Top of Extract to read
Thank you for submitting this article 

Minor Revision needed

Abbreviations like HRD,  DRILL  , although mentioned and explained later in the test , they need to be clarified earlier in the abstract.

Line 12  : inner layers cysts need more clarification ( Inner Nuclear Layer INL , Inner plexiform Layers IPL or Ganglion Cell Layer GCC )

Line 13 : bridging tissue , needed earlier explanation , Muller cell fibers , Muller cell Pillars

Line 98:  DRIL definition needs revision Disorganization of Retinal Inner Layers , NOT Disruption  and this applies to the whole text . The original definition of DRIL also included disorganization of Retinal inner layers in central 1000 microns . The need revision in the test and also in the methodology

Line 137 : difference in the age …. Needs more clarification which group older or younger age

Line 138 : need adding units (years ) and explanation ( mean , range )

Line 140 / 148 : results need more clarification of the different groups

Table 2  : DRIL  Disorganization NOR disruption of Retinal Inner layers

Line 198 : VMA by definition NOT causing any traction . If there is antero posterior or tangential traction , it is then Vitreo macular Traction ( VMT) and not VMA. Inclusion criteria mentioned VMA and not VMT .
Bottom of Extract to read
Top of Given entries
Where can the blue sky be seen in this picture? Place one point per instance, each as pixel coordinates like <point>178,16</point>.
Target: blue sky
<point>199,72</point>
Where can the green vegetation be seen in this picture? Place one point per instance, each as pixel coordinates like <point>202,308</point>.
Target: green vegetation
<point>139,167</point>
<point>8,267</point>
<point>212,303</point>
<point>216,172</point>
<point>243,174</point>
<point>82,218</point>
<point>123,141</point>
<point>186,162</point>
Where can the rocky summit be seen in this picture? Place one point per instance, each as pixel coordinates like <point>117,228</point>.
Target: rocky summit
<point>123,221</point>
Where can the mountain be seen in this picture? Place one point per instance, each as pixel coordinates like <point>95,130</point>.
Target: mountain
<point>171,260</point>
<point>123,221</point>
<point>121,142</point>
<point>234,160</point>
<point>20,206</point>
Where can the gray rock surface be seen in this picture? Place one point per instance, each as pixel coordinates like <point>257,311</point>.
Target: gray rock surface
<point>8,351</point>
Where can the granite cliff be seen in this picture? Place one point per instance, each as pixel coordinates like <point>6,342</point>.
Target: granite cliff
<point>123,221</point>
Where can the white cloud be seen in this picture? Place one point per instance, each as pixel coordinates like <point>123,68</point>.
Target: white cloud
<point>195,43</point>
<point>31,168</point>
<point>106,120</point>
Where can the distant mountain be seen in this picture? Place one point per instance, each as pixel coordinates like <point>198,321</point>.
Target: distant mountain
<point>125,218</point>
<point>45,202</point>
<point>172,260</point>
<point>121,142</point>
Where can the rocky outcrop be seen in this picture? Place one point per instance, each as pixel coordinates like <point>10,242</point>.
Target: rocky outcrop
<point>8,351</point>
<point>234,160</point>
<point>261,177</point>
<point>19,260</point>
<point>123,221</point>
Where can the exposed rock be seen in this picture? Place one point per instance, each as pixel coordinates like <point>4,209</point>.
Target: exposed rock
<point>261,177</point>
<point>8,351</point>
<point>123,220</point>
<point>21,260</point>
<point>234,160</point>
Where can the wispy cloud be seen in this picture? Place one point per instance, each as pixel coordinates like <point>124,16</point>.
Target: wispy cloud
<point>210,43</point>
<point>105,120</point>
Bottom of Given entries
- Exercise brief: Please reproduce the review comments word for word, starting with "Line 98:  DRIL" and going on through "mean , range )".

- Answer for the task:
Line 98:  DRIL definition needs revision Disorganization of Retinal Inner Layers , NOT Disruption  and this applies to the whole text . The original definition of DRIL also included disorganization of Retinal inner layers in central 1000 microns . The need revision in the test and also in the methodology

Line 137 : difference in the age …. Needs more clarification which group older or younger age

Line 138 : need adding units (years ) and explanation ( mean , range )